__Collected data__:

------------------------------------

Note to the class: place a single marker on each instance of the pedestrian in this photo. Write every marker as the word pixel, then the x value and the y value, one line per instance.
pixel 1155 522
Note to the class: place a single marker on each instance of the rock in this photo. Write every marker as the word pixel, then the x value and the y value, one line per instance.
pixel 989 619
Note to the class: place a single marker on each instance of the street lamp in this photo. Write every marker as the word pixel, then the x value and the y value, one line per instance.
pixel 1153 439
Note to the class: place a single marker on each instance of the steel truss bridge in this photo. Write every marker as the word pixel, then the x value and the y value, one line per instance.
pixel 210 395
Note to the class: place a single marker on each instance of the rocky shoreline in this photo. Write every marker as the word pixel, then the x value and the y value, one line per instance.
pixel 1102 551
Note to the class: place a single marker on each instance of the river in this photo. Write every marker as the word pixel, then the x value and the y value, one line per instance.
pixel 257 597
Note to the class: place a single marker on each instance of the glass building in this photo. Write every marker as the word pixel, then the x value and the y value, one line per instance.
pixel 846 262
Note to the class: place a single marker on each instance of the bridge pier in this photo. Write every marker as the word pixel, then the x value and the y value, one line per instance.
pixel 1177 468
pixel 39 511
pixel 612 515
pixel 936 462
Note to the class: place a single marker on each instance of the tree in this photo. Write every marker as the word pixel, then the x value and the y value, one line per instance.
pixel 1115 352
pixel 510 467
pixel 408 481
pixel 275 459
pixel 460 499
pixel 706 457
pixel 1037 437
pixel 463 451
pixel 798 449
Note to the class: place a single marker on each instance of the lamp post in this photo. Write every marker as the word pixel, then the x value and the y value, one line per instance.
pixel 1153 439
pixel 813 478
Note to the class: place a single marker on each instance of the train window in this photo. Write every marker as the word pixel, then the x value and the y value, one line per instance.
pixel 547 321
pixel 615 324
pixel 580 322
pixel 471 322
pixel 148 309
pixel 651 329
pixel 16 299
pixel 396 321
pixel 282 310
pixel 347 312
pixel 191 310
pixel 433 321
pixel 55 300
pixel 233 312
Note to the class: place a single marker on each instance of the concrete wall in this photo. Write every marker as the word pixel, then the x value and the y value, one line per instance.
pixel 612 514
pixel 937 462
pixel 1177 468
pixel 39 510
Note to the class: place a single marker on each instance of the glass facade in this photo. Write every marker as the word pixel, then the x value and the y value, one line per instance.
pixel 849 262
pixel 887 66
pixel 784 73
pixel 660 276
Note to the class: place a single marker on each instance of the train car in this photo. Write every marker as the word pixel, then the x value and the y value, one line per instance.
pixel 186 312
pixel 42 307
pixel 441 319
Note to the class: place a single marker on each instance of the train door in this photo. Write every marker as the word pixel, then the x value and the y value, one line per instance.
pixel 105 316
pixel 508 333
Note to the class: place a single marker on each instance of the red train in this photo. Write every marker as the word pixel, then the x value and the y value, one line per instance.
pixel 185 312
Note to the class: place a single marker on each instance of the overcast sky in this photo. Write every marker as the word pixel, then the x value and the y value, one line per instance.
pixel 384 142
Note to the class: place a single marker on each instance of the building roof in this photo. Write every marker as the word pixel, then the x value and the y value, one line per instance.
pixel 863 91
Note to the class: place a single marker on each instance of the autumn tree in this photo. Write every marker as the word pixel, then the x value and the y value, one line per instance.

------------------------------------

__INSTRUCTIONS TO FOLLOW__: Exactly as shown, repeat every record.

__SOLVED PROBLEM__:
Note to the class: place a single marker on each instance of the pedestrian in this photo. Write every marker as the word pixel, then the x value and the y value, one line per instance.
pixel 1155 522
Note to the class: place a single marker on each instance of the rock in this photo. Write every marker as the word pixel, then the x value and the y value, one line per instance.
pixel 989 619
Note to the class: place a single marker on each instance of the street lamp in this photo. Write every marker as the word pixel, then the x value and the y value, one line per instance.
pixel 1153 439
Note to the class: place a single marker on each instance of the steel truss bridge in this photo. Write every marker as the word pixel, then the x value and the y value, one line per instance.
pixel 210 395
Note to the class: place a single marker on each instance of the rocky shoreline in this photo. Write every marker as the word pixel, then the x value and the y value, one line per instance.
pixel 1102 551
Note to the class: place a single marker on each instance of the river in this photo. Write every marker as the word pixel, then the x value and the y value, one line per instance.
pixel 257 597
Note to the class: place a single marker on each instance of the glass building in this photo. Write every marker as the word pixel, then the x value and the y value, one line per instance.
pixel 846 262
Note to the class: place a single marker on each instance of the bridge pier in this photo. Write every marker as the word pixel, then the x value and the y value, one line per instance.
pixel 1177 468
pixel 39 511
pixel 612 515
pixel 936 462
Note to the class: place a single marker on each instance of the tree in this photo. Write every marker as the word pixel, then the x value and the y value, one line per instance.
pixel 1115 352
pixel 510 467
pixel 408 481
pixel 275 459
pixel 460 499
pixel 706 457
pixel 1037 437
pixel 463 451
pixel 798 449
Note to the class: place a single marker on each instance of the lamp post in this photo. Write every marker as the word pixel, then the x value and the y value, one line per instance.
pixel 1153 439
pixel 813 478
Note to the class: place a single marker on each instance of the train window in this photo. Write every marker as the word pixel, then the x value and the y value, one line per instance.
pixel 547 321
pixel 615 324
pixel 580 322
pixel 471 322
pixel 148 309
pixel 651 329
pixel 16 299
pixel 396 321
pixel 282 310
pixel 347 312
pixel 191 310
pixel 433 321
pixel 55 300
pixel 233 312
Note to the class: place a single marker on each instance of the concrete wall in this photo. Write every marker as the word pixel, then the x value and the y value, one line per instance.
pixel 612 514
pixel 937 462
pixel 1177 468
pixel 39 510
Note to the class: place a single marker on each instance of the glass facade in this photo. Write every marker as the word pixel, then the x value and the y value, one line per instance.
pixel 849 262
pixel 887 66
pixel 784 73
pixel 660 276
Note to the class: place a single marker on each instance of the train car in this photo. Write every marker as the word pixel, then the x value and the y value, one line per instance.
pixel 186 312
pixel 42 307
pixel 441 319
Note to the class: place a single marker on each instance of the train door in this photo. Write every marker as the word pixel, then the x value and the y value, one line per instance.
pixel 105 316
pixel 508 333
Note to the class: place a single marker on each instance of the red train in this photo. Write every marker as the word pixel, then the x value and the y value, one line per instance.
pixel 185 312
Note to the class: place a single marker on each instance of the overcast sky in this photo. Write every marker as the word pixel, then the x value and the y value, one line per instance.
pixel 384 142
Note to the class: place a single marker on each instance of the building roof in this photo. Write every marker as the word pixel, then the x value and the y value, one line per instance.
pixel 863 91
Note to the class: place a single marker on each instance of the autumn tree in this photo. Write every marker as the word pixel, then the x value and the y value, one line per instance.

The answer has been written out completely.